Описание задания:
Приведите нумерованным списком всё, что идет в записях ниже от строки, где встречается «mark: green vegetation», и до конца записей, включая обе границы и пропуская пустые строки. Строки с картинками в ответ не включайте.

Исходные материалы:
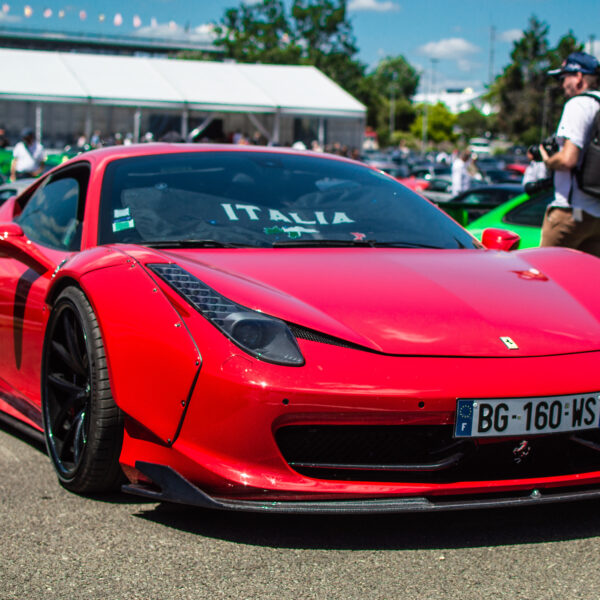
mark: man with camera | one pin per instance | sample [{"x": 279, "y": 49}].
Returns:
[{"x": 573, "y": 218}]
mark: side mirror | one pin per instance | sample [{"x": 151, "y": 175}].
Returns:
[
  {"x": 14, "y": 243},
  {"x": 500, "y": 239},
  {"x": 10, "y": 230}
]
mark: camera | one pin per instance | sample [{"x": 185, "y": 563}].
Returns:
[{"x": 550, "y": 145}]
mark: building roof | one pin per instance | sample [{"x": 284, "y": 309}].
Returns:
[{"x": 172, "y": 83}]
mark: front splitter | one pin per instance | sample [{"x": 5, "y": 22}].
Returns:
[{"x": 172, "y": 487}]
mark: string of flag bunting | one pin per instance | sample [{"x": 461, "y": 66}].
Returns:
[{"x": 117, "y": 18}]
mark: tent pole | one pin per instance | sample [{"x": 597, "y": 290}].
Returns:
[
  {"x": 321, "y": 132},
  {"x": 88, "y": 121},
  {"x": 137, "y": 123},
  {"x": 276, "y": 128},
  {"x": 185, "y": 115},
  {"x": 38, "y": 122}
]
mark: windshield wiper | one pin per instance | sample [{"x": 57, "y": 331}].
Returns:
[
  {"x": 190, "y": 244},
  {"x": 350, "y": 244},
  {"x": 323, "y": 243}
]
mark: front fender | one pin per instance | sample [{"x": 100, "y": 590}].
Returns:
[{"x": 152, "y": 359}]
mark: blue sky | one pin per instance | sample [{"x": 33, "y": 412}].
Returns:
[{"x": 449, "y": 42}]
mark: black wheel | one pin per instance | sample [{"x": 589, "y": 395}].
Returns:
[{"x": 83, "y": 425}]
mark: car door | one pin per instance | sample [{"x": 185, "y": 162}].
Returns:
[{"x": 51, "y": 220}]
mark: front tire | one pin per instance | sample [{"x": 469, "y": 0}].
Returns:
[{"x": 82, "y": 424}]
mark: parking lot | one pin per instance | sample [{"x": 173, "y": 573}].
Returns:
[{"x": 58, "y": 545}]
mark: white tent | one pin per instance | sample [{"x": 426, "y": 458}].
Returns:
[{"x": 183, "y": 85}]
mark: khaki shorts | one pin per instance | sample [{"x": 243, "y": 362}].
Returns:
[{"x": 561, "y": 229}]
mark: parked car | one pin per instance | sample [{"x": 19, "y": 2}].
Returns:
[
  {"x": 267, "y": 330},
  {"x": 12, "y": 188},
  {"x": 524, "y": 215},
  {"x": 431, "y": 171},
  {"x": 475, "y": 202}
]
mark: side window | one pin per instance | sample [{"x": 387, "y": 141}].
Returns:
[{"x": 52, "y": 216}]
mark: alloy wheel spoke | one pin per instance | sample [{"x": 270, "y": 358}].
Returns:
[
  {"x": 71, "y": 444},
  {"x": 74, "y": 347},
  {"x": 68, "y": 388}
]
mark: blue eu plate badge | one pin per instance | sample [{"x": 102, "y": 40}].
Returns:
[{"x": 464, "y": 418}]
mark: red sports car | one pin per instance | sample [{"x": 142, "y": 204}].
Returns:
[{"x": 266, "y": 330}]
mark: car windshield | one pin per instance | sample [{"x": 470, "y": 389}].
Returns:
[{"x": 264, "y": 199}]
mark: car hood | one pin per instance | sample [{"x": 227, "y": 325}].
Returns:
[{"x": 418, "y": 302}]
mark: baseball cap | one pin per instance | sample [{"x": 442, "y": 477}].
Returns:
[{"x": 577, "y": 62}]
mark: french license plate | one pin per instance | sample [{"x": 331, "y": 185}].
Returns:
[{"x": 526, "y": 416}]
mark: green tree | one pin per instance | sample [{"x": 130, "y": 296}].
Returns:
[
  {"x": 258, "y": 32},
  {"x": 529, "y": 101},
  {"x": 440, "y": 123},
  {"x": 472, "y": 123},
  {"x": 316, "y": 32}
]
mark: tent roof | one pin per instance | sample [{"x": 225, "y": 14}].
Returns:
[{"x": 172, "y": 83}]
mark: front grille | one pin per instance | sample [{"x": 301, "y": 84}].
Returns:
[{"x": 430, "y": 454}]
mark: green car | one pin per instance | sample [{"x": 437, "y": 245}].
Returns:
[{"x": 523, "y": 215}]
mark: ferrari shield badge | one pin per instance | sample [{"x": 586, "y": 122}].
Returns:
[{"x": 509, "y": 343}]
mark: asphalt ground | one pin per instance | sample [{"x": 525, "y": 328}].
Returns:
[{"x": 57, "y": 545}]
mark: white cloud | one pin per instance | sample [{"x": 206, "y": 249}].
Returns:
[
  {"x": 373, "y": 5},
  {"x": 6, "y": 18},
  {"x": 511, "y": 35},
  {"x": 450, "y": 49},
  {"x": 466, "y": 65},
  {"x": 202, "y": 33}
]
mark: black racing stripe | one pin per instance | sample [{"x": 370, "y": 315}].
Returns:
[
  {"x": 25, "y": 408},
  {"x": 24, "y": 285}
]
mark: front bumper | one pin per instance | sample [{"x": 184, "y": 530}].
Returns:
[{"x": 226, "y": 454}]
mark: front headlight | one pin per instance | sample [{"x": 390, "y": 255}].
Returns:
[{"x": 262, "y": 336}]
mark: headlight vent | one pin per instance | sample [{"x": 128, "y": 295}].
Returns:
[{"x": 260, "y": 335}]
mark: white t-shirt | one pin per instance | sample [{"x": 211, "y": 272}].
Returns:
[
  {"x": 461, "y": 180},
  {"x": 576, "y": 125},
  {"x": 28, "y": 160}
]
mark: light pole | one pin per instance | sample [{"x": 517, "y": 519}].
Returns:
[
  {"x": 430, "y": 92},
  {"x": 393, "y": 103}
]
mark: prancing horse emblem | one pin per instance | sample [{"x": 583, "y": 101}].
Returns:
[{"x": 509, "y": 343}]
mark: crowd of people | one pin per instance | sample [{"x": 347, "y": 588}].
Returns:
[{"x": 572, "y": 219}]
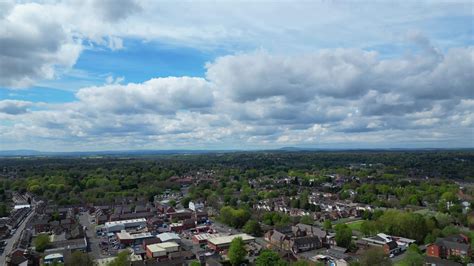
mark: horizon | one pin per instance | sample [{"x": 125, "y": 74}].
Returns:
[{"x": 100, "y": 76}]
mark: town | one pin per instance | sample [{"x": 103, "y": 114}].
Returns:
[{"x": 234, "y": 209}]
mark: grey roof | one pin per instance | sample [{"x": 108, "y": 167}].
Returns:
[
  {"x": 307, "y": 240},
  {"x": 451, "y": 244},
  {"x": 440, "y": 262}
]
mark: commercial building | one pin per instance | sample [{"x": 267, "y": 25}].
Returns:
[
  {"x": 161, "y": 250},
  {"x": 223, "y": 242},
  {"x": 204, "y": 237},
  {"x": 117, "y": 226},
  {"x": 129, "y": 239},
  {"x": 456, "y": 245}
]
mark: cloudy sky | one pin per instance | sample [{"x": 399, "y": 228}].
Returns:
[{"x": 85, "y": 75}]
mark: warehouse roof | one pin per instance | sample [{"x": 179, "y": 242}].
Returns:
[{"x": 223, "y": 240}]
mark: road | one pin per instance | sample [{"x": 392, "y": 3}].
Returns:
[
  {"x": 15, "y": 237},
  {"x": 94, "y": 248}
]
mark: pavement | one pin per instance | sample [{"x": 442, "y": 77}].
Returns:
[{"x": 10, "y": 241}]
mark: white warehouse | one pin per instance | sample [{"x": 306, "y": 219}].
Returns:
[{"x": 117, "y": 226}]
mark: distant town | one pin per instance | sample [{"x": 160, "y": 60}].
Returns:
[{"x": 259, "y": 208}]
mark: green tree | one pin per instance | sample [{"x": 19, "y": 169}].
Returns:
[
  {"x": 3, "y": 210},
  {"x": 252, "y": 227},
  {"x": 413, "y": 257},
  {"x": 343, "y": 235},
  {"x": 375, "y": 256},
  {"x": 195, "y": 263},
  {"x": 79, "y": 258},
  {"x": 237, "y": 252},
  {"x": 327, "y": 225},
  {"x": 306, "y": 219},
  {"x": 42, "y": 242},
  {"x": 268, "y": 257},
  {"x": 122, "y": 259}
]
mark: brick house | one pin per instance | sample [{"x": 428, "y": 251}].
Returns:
[{"x": 456, "y": 245}]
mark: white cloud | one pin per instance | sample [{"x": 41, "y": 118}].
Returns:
[{"x": 14, "y": 107}]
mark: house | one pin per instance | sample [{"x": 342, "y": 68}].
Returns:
[
  {"x": 457, "y": 245},
  {"x": 298, "y": 238},
  {"x": 434, "y": 261},
  {"x": 305, "y": 243}
]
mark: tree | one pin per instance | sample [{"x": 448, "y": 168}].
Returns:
[
  {"x": 412, "y": 257},
  {"x": 306, "y": 219},
  {"x": 3, "y": 210},
  {"x": 122, "y": 259},
  {"x": 343, "y": 235},
  {"x": 195, "y": 263},
  {"x": 268, "y": 257},
  {"x": 234, "y": 217},
  {"x": 79, "y": 258},
  {"x": 375, "y": 256},
  {"x": 237, "y": 252},
  {"x": 42, "y": 242},
  {"x": 327, "y": 225},
  {"x": 252, "y": 227}
]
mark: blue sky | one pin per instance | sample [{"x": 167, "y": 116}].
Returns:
[{"x": 165, "y": 75}]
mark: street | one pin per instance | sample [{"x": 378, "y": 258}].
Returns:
[
  {"x": 94, "y": 248},
  {"x": 15, "y": 237}
]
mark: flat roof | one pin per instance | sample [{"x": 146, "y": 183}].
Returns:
[
  {"x": 168, "y": 244},
  {"x": 206, "y": 236},
  {"x": 53, "y": 256},
  {"x": 125, "y": 221},
  {"x": 127, "y": 235},
  {"x": 222, "y": 240},
  {"x": 155, "y": 248},
  {"x": 168, "y": 236}
]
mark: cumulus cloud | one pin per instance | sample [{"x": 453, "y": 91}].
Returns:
[
  {"x": 261, "y": 99},
  {"x": 160, "y": 95},
  {"x": 14, "y": 107},
  {"x": 33, "y": 45}
]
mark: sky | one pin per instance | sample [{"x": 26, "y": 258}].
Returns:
[{"x": 88, "y": 75}]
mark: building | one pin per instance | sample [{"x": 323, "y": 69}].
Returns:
[
  {"x": 223, "y": 242},
  {"x": 161, "y": 250},
  {"x": 456, "y": 245},
  {"x": 299, "y": 238},
  {"x": 204, "y": 237},
  {"x": 117, "y": 226},
  {"x": 129, "y": 239},
  {"x": 391, "y": 245},
  {"x": 53, "y": 258},
  {"x": 167, "y": 237}
]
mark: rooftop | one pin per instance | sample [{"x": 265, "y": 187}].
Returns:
[{"x": 222, "y": 240}]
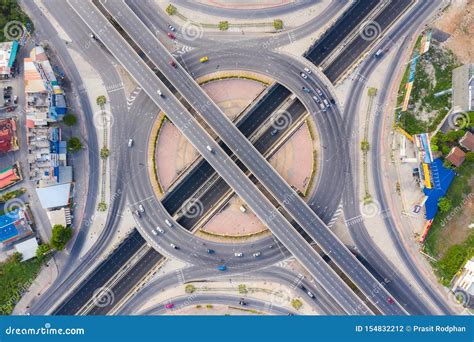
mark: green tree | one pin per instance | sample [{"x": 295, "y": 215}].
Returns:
[
  {"x": 42, "y": 251},
  {"x": 444, "y": 204},
  {"x": 470, "y": 156},
  {"x": 74, "y": 144},
  {"x": 171, "y": 9},
  {"x": 101, "y": 100},
  {"x": 69, "y": 119},
  {"x": 17, "y": 257},
  {"x": 278, "y": 24},
  {"x": 60, "y": 236}
]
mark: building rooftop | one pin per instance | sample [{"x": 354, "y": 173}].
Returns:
[
  {"x": 441, "y": 179},
  {"x": 9, "y": 176},
  {"x": 8, "y": 135},
  {"x": 27, "y": 248},
  {"x": 467, "y": 141},
  {"x": 8, "y": 52},
  {"x": 54, "y": 196},
  {"x": 456, "y": 156},
  {"x": 14, "y": 225}
]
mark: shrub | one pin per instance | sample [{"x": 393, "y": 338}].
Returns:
[
  {"x": 60, "y": 236},
  {"x": 74, "y": 144},
  {"x": 42, "y": 251},
  {"x": 69, "y": 120}
]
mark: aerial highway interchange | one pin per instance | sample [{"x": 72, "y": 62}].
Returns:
[{"x": 234, "y": 159}]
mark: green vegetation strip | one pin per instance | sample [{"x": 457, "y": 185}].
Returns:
[
  {"x": 234, "y": 76},
  {"x": 15, "y": 279},
  {"x": 277, "y": 24},
  {"x": 11, "y": 14}
]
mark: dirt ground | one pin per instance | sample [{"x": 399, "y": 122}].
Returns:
[
  {"x": 457, "y": 229},
  {"x": 458, "y": 21}
]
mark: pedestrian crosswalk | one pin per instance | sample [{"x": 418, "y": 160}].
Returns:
[
  {"x": 133, "y": 95},
  {"x": 182, "y": 50}
]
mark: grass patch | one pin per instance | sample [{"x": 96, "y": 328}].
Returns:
[
  {"x": 441, "y": 62},
  {"x": 454, "y": 258},
  {"x": 456, "y": 193},
  {"x": 296, "y": 303},
  {"x": 15, "y": 279}
]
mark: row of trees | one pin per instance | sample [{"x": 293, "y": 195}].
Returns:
[{"x": 59, "y": 239}]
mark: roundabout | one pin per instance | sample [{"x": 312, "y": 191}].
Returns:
[{"x": 193, "y": 248}]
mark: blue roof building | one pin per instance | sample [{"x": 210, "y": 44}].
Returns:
[
  {"x": 441, "y": 180},
  {"x": 8, "y": 229}
]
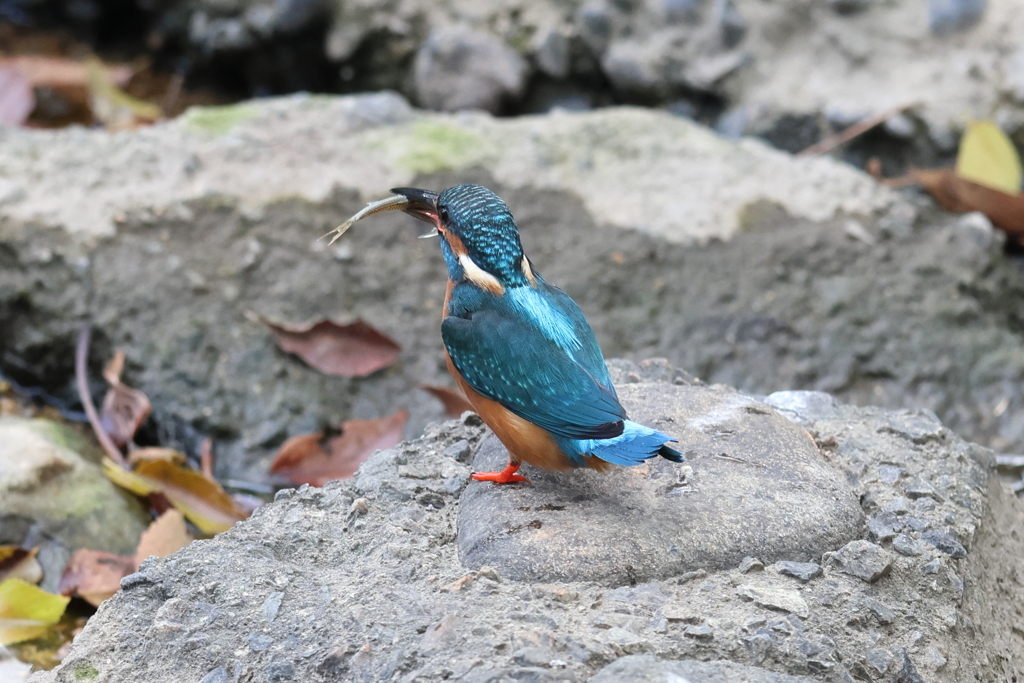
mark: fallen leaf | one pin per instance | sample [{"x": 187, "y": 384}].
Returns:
[
  {"x": 26, "y": 610},
  {"x": 960, "y": 196},
  {"x": 19, "y": 563},
  {"x": 202, "y": 501},
  {"x": 59, "y": 73},
  {"x": 123, "y": 413},
  {"x": 166, "y": 536},
  {"x": 157, "y": 453},
  {"x": 988, "y": 158},
  {"x": 455, "y": 401},
  {"x": 316, "y": 459},
  {"x": 350, "y": 350},
  {"x": 95, "y": 575},
  {"x": 16, "y": 96}
]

Результат выполнения:
1. mark: green vegetation strip | one pin per instance | sample [{"x": 457, "y": 185}].
2. Returns:
3. [
4.   {"x": 234, "y": 76},
5.   {"x": 15, "y": 279},
6.   {"x": 277, "y": 24},
7.   {"x": 11, "y": 14}
8. ]
9. mark: dirt ground | one pin per instance | sample [{"x": 399, "y": 122}].
10. Returns:
11. [
12.   {"x": 457, "y": 229},
13.   {"x": 458, "y": 21}
14. ]
15. mark: pedestrian crosswalk | one pin per instance | sample [{"x": 418, "y": 160}].
16. Returns:
17. [
18.   {"x": 133, "y": 95},
19.   {"x": 182, "y": 50}
20. ]
21. mark: grass patch | one pin per instance | sample [{"x": 96, "y": 328}].
22. Returns:
23. [
24.   {"x": 441, "y": 62},
25.   {"x": 454, "y": 258},
26.   {"x": 456, "y": 193},
27.   {"x": 296, "y": 303},
28.   {"x": 15, "y": 279}
29. ]
30. mark: row of trees | one pin per instance | sample [{"x": 293, "y": 195}].
31. Returns:
32. [{"x": 59, "y": 239}]
33. mark: roundabout | one pin per instance | sample [{"x": 312, "y": 191}].
34. Returns:
35. [{"x": 193, "y": 248}]
36. mark: blue roof building | one pin per instance | sample [{"x": 210, "y": 44}].
37. Returns:
38. [
39.   {"x": 441, "y": 180},
40.   {"x": 8, "y": 229}
41. ]
42. mark: fallen leaf | one pin per instance | sample [{"x": 187, "y": 384}].
43. Returns:
44. [
45.   {"x": 26, "y": 610},
46.   {"x": 960, "y": 196},
47.   {"x": 19, "y": 563},
48.   {"x": 202, "y": 501},
49.   {"x": 59, "y": 73},
50.   {"x": 123, "y": 413},
51.   {"x": 166, "y": 536},
52.   {"x": 157, "y": 453},
53.   {"x": 988, "y": 158},
54.   {"x": 455, "y": 401},
55.   {"x": 316, "y": 459},
56.   {"x": 350, "y": 350},
57.   {"x": 95, "y": 575},
58.   {"x": 16, "y": 96}
59. ]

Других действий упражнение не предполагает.